▶ Provided records
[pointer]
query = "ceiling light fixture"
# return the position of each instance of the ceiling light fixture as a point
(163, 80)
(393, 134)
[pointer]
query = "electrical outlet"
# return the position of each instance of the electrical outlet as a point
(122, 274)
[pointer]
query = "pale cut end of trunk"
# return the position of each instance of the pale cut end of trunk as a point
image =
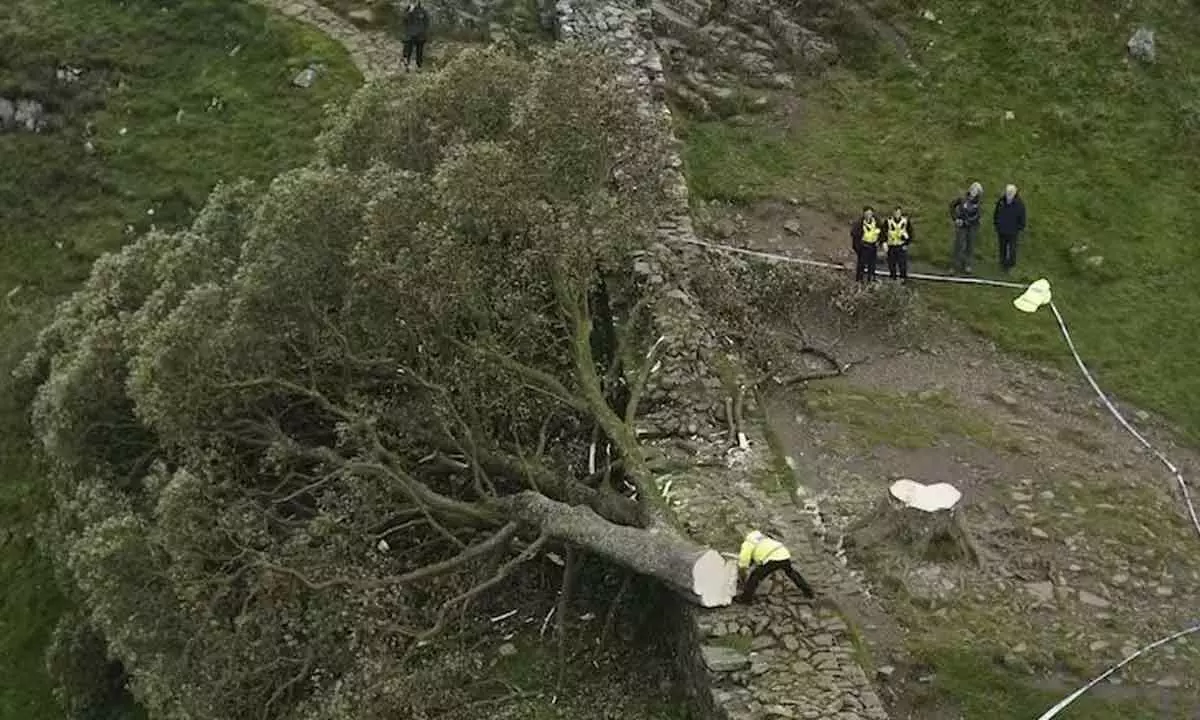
(714, 580)
(927, 498)
(923, 522)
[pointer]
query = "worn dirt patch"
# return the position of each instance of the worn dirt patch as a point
(1089, 552)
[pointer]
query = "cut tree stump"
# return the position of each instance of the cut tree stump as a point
(923, 521)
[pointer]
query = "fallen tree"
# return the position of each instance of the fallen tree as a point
(288, 442)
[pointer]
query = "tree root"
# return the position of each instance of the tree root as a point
(610, 619)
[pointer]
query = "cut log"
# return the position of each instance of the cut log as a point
(923, 521)
(699, 574)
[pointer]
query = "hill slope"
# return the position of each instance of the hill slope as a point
(1039, 94)
(173, 97)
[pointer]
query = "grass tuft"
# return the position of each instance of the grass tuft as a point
(1104, 149)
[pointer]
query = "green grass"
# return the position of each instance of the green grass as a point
(1107, 154)
(900, 420)
(985, 690)
(60, 207)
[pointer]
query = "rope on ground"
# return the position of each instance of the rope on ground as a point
(1099, 678)
(1079, 361)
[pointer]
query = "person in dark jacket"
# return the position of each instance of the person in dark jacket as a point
(1009, 222)
(898, 233)
(417, 31)
(864, 239)
(966, 213)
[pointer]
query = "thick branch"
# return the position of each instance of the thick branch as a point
(699, 574)
(492, 544)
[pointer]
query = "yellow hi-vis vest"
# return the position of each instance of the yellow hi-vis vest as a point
(898, 231)
(759, 549)
(870, 232)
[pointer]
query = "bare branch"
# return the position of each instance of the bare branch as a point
(475, 551)
(564, 600)
(501, 575)
(640, 382)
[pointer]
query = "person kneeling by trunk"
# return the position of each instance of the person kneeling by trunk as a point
(417, 31)
(899, 237)
(763, 556)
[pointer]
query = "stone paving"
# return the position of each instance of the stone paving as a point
(783, 657)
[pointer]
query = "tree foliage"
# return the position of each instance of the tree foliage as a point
(288, 441)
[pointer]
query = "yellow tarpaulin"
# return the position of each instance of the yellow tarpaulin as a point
(1033, 297)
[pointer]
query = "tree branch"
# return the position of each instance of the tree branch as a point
(496, 541)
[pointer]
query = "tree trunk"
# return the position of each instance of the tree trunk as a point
(700, 574)
(922, 521)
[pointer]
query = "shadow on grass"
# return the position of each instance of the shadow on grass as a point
(1038, 94)
(175, 96)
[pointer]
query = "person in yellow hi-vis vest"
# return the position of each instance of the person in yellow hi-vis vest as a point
(864, 240)
(763, 556)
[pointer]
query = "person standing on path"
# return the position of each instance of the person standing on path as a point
(417, 31)
(864, 239)
(763, 556)
(899, 235)
(1009, 222)
(966, 213)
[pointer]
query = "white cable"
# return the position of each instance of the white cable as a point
(1096, 681)
(1071, 345)
(1108, 403)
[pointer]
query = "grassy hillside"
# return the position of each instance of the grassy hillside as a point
(1107, 151)
(180, 94)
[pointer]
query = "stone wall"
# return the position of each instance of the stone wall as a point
(781, 658)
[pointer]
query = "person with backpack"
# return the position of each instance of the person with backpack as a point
(761, 557)
(417, 30)
(864, 239)
(966, 213)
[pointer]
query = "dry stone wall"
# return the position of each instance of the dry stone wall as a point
(781, 658)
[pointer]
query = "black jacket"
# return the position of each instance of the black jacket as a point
(417, 23)
(967, 210)
(1009, 217)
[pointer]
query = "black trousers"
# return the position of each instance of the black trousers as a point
(761, 571)
(1007, 251)
(868, 255)
(898, 262)
(414, 49)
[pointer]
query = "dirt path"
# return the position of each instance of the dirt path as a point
(375, 53)
(1089, 551)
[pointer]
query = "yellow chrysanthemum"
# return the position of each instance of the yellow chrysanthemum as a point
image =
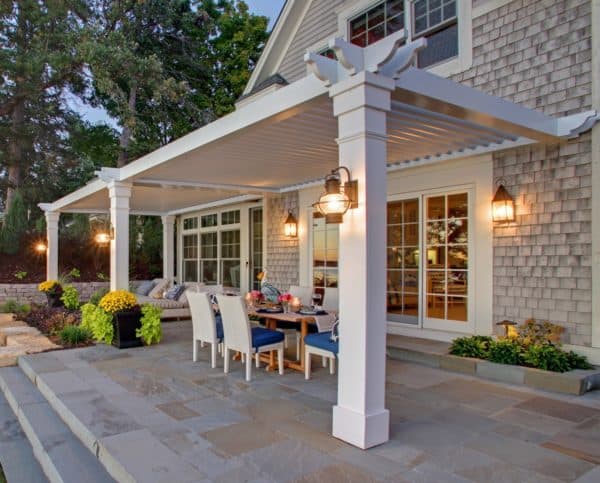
(117, 301)
(48, 286)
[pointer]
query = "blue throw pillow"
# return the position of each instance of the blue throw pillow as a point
(175, 292)
(144, 288)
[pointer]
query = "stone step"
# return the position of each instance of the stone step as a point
(61, 455)
(16, 454)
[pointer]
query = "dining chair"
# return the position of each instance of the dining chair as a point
(240, 336)
(324, 344)
(305, 295)
(206, 326)
(331, 301)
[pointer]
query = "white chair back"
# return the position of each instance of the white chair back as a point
(236, 326)
(203, 317)
(303, 293)
(331, 300)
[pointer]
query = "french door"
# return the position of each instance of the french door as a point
(428, 253)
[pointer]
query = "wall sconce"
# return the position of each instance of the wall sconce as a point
(337, 198)
(290, 227)
(503, 205)
(103, 238)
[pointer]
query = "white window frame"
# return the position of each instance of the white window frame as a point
(464, 13)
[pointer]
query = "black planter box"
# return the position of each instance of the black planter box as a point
(125, 324)
(54, 299)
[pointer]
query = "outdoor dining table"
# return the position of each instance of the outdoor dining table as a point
(271, 319)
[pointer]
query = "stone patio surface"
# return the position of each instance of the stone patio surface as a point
(171, 419)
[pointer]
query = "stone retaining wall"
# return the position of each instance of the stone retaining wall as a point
(28, 292)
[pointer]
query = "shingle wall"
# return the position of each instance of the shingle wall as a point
(538, 54)
(282, 252)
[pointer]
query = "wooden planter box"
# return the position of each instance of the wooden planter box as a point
(125, 325)
(54, 299)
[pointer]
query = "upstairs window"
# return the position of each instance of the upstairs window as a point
(434, 19)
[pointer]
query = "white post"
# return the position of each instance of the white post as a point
(361, 103)
(168, 246)
(119, 194)
(52, 218)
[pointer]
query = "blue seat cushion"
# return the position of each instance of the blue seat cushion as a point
(219, 324)
(322, 341)
(262, 336)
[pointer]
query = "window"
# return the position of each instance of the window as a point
(190, 223)
(436, 20)
(325, 253)
(190, 258)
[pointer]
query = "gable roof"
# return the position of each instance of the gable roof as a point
(283, 33)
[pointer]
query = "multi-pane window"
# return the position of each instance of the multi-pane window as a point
(434, 19)
(190, 258)
(447, 236)
(403, 261)
(230, 258)
(190, 223)
(209, 258)
(380, 21)
(325, 253)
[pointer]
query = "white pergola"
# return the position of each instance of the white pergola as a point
(370, 111)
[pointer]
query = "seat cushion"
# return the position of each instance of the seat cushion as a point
(262, 336)
(322, 341)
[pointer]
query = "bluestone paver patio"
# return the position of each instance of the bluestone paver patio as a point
(163, 417)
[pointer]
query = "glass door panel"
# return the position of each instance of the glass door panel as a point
(446, 240)
(403, 297)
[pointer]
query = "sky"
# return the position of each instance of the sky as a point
(268, 8)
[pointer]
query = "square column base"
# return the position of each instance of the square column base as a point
(361, 430)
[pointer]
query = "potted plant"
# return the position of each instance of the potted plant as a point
(53, 290)
(126, 317)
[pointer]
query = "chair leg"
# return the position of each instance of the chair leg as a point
(280, 361)
(306, 365)
(213, 354)
(226, 362)
(248, 367)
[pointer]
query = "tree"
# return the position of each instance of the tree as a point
(38, 62)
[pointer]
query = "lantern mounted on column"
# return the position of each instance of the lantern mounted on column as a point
(503, 205)
(290, 227)
(104, 237)
(337, 198)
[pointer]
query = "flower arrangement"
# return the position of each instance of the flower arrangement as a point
(118, 301)
(50, 286)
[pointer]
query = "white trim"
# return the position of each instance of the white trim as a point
(274, 43)
(488, 6)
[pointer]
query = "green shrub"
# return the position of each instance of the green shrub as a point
(74, 335)
(578, 362)
(476, 346)
(547, 357)
(97, 295)
(14, 307)
(14, 227)
(505, 351)
(151, 330)
(98, 322)
(70, 297)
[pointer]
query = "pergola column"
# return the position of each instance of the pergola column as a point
(52, 218)
(360, 104)
(119, 194)
(168, 246)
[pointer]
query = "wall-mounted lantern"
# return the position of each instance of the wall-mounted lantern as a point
(290, 227)
(337, 198)
(503, 206)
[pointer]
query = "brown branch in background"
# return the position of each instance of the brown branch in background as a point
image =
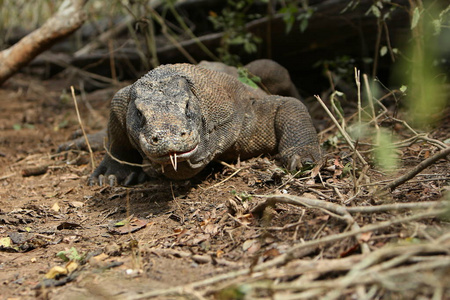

▶ Exercise
Copy the material above word for word, starting at its first line and ending at the line with "(1104, 149)", including both of those lines. Leave the pictures out.

▶ Output below
[pointer]
query = "ceiling light fixture"
# return the position of each instance of the ceiling light fixture as a point
(163, 80)
(393, 134)
[pointer]
query = "electrical outlet"
# return the position of each instance of the electrical outlet as a point
(122, 274)
[pointer]
query = "pale cut end of trunk"
# return the position of each instance of the pale cut end of trunk as a point
image =
(714, 580)
(927, 498)
(923, 522)
[pointer]
query = "worn dirt patch"
# return the position of each instance of the worn dirt patch as a point
(1089, 552)
[pointer]
query = "cut tree stump"
# return the position of each instance of the cut tree stump as a point
(923, 521)
[pointer]
query = "fallen tree"
# return the position of each instance of the fallen tree as a point
(288, 442)
[pointer]
query = "tree root"
# return the position of each instance of the tree root as a point
(610, 619)
[pointer]
query = "cut log"
# return the position of each instance of the cut log as a point
(923, 521)
(699, 574)
[pointer]
query = "hill slope"
# return the position of each instance of the hill slope as a point
(1039, 94)
(173, 97)
[pointer]
query = "grass tuft"
# return the position of each instance of the grass tuft as a point
(1104, 149)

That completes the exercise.